I think Miyamoto has stated several times that the N64 Zelda is how he first imagined it to look... This kind of huge adventure with pixies and stuff. Bah, horrible to think about, great to play, and that's all that mattered.

There was actually a time when games were restricted... Miyamoto, instead of allowing this wonderful vision of 3D, kept to the birds eye view. It was still a great game, and the view worked excellently too.

First impressions of a first person Zelda? Would be awful.

It's strange how a game can be changed just by the way you look at it. Let's compare X-Wing Alliance to Rogue Squadron.

X-Wing Alliance is a pretty complicated game, requiring a load of buttons and key combinations to remember... it looks great, and it plays great. Barrel rolling with the joystick to escape almost certain death from two missiles speeding towards you gives you a great feeling.

Rogue Squadron is a simple game, just point, move, and shoot. The gameplay was basic, and enjoyable for a limited period. This, apparently, has been improved in the true sequel, Rogue Leader.

So why the big change in gameplay and style?

X-Wing Alliance is first person, Rogue Leader is third person.

Simple as that. Such a small difference in the changes to how the game mechanics work, can make a huge difference in how the actual finished game plays or feels. Rogue Squadron is an action shooter, X-Wing Alliance is a space simulator.

On a side note, I hate the word simulator. Automatically links to the word "dull." Alliance is far from dull, so go play. :0)

So while Zelda works best, perhaps, in the third person view... controlling an X-Wing, definitely in my opinion, works much better in the first person view.

Logically, a first person mode should be must more exciting. If you can't see the player, then you ARE the player... or whatever it is. It should automatically become more exciting, and become much more scarier when you're under attack...

That's fine and said for Alliance, and stuff like Half-Life, definitely... but what about Zelda and Mario?

Mario requires jumping. It is certainly not fun to have to look down every five seconds in a game... and that's what you would have to do.

So, in other words, it's more *fun* to put it in a third person mode. First person would become boring.

Same with Zelda... you need to be able to see as much as you can, so the third person is necessary... this is also important for attacking, and defending.

So are fun "press button makes you jump" games for third person, and realistic "you're not playing a game" games for first person?

There's been a lot of negative thought over the next/prequelish installation of Metroid. The original games were great, and took themselves very seriously. In it's heart was an action game, definitely, but it went further than that. The RPG elements of collecting weapons and combining them, along with the huge areas to explore, added further to the gameplay and mechanics of the game. It was designed to be a scary shooter, where you expected nothing.

> Stored records:
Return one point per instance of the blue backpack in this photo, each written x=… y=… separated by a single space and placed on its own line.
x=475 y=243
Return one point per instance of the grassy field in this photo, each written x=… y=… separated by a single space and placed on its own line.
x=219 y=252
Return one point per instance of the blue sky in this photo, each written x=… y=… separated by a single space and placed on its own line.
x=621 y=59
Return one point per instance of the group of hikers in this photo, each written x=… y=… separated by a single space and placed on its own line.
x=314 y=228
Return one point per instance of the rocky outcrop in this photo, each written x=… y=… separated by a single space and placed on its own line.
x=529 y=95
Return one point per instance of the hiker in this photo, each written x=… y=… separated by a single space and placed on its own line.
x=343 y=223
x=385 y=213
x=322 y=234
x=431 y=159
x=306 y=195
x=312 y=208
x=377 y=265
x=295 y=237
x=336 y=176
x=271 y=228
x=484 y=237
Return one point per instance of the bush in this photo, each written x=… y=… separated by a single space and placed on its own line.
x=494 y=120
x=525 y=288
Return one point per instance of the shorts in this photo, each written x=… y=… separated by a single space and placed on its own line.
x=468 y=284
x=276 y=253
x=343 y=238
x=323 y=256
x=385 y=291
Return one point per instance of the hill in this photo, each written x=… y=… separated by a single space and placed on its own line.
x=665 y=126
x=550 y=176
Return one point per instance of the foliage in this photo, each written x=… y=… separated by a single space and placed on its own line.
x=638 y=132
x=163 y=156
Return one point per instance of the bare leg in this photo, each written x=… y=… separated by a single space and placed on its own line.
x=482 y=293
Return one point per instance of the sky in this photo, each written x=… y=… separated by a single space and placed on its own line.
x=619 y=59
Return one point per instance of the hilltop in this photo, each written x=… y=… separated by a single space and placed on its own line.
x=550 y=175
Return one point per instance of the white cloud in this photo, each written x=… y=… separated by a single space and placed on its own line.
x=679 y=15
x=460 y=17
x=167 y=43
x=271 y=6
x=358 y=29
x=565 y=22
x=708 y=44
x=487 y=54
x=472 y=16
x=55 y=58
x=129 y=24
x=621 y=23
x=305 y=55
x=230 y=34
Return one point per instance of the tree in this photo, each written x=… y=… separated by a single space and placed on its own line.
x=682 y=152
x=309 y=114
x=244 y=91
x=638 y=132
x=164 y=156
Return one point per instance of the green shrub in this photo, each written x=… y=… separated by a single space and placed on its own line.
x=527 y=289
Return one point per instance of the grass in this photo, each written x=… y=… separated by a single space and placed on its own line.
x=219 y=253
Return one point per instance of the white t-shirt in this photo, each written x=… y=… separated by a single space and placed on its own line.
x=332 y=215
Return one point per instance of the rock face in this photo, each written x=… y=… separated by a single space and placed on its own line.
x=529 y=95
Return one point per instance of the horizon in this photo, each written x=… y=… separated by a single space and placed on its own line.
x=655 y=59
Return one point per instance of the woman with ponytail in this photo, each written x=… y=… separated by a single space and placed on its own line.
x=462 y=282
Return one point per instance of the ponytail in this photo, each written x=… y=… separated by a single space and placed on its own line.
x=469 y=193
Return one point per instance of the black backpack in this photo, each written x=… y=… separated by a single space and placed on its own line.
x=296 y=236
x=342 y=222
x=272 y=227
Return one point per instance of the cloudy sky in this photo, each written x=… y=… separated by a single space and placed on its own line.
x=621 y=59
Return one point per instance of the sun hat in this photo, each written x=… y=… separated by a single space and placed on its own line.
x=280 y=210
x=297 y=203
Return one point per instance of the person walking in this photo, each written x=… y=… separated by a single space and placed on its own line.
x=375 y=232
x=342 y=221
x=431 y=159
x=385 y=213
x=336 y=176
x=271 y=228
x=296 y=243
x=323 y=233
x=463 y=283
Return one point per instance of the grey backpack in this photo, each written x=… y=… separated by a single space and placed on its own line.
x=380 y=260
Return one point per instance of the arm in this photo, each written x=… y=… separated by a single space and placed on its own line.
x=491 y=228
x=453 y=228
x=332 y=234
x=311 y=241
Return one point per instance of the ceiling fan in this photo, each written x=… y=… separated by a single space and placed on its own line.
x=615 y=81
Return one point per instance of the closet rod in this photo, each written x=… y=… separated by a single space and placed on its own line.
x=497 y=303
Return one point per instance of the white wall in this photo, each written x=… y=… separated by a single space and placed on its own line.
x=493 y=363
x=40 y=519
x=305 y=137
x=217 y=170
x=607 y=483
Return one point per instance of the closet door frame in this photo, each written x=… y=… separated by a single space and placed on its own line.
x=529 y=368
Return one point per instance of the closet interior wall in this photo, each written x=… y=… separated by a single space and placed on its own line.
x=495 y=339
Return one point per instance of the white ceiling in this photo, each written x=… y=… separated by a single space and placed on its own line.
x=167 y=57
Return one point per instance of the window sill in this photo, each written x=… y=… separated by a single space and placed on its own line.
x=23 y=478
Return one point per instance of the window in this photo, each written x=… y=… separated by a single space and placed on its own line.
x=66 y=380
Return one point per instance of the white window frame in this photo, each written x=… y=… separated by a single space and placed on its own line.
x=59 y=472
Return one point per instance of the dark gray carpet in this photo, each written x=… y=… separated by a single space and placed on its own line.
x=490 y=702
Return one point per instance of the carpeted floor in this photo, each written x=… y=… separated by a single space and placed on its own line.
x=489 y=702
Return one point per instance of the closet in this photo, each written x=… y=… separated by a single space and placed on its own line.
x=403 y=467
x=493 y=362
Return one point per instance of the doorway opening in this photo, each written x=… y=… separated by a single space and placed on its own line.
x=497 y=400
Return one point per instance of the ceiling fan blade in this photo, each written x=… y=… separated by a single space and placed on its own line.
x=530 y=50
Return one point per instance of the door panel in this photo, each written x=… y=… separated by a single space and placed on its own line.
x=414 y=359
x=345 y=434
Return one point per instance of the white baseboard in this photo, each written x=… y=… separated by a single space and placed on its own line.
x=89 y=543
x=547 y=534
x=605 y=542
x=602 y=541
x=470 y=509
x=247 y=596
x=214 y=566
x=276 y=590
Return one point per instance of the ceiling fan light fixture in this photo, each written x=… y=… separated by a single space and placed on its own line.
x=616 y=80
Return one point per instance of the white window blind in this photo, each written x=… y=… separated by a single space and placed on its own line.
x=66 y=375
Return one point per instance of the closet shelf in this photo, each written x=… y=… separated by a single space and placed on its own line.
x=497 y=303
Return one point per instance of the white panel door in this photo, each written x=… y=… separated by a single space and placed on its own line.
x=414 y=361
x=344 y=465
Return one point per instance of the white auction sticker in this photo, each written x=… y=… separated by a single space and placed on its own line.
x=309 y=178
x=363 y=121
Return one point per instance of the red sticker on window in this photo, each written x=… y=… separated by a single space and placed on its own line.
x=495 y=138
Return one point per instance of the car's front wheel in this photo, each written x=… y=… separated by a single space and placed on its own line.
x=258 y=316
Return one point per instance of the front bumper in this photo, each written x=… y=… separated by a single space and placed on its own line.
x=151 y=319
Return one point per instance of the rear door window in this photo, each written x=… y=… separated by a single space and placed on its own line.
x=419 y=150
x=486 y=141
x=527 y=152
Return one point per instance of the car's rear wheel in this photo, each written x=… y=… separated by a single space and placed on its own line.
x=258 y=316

> What to do:
1 - Name every video game or game series mentioned in the text about first-person and third-person views in games, each once.
2 - Carry on the text about first-person and third-person views in games, starting after its last sentence.

> Outputs in order:
1 - Zelda, X-Wing Alliance, Rogue Squadron, Rogue Leader, Half-Life, Mario, Metroid

2 -
First person is restrictive, and would make the game scarier, because not only does it put you in the body of Samus, but then restricts what you can see. You'll be moving around all the time, moving towards noises, and being generally scared.

Now take Resident Evil. Taken from fixed camera angles, Resident Evil was scary, yes... but that was because of bloody great big noises and things jumping through windows... you were afraid to MOVE YOUR CHARACTER. You weren't afraid to STEP FORWARD.

If you moved your character a bit more, you expected that they'll be something right around that sodding corner... So you'll turn him around and run, or so on.

It didn't really take itself that seriously. It was a shooter in heart and image. That's all.

Go back to Metroid... although it's birth was of the moving the character, I now believe, after looking into it further, that it would do amazingly well as a first person shooter.

It's got all the elements of success, but they're just hard to find. You need to be scared, and as a first person, you'll defintely be scared. You won't be mixing Samus's weapons, you'll be mixing your weapons.

If it was a third person, you'll see things behind you just on the screen... you can look around corners without having to go around them. First person? You'd have to hear them, and turn around.

And THAT'S where sound comes in. We now must all invest in 5.1 Dolby Doo Da, not because that's the standard now, but we'll need to. Games aren't going to use instruments in the left corner and vocals in the right, they'll have bullets being fired in the speaker behind to your right, and explosions to the speaker to your top left. And hell, that would work excellently.

Sit down PC gamers... alright, yeah, you've had it for a while... but you KNOW that PC games are very different to console games...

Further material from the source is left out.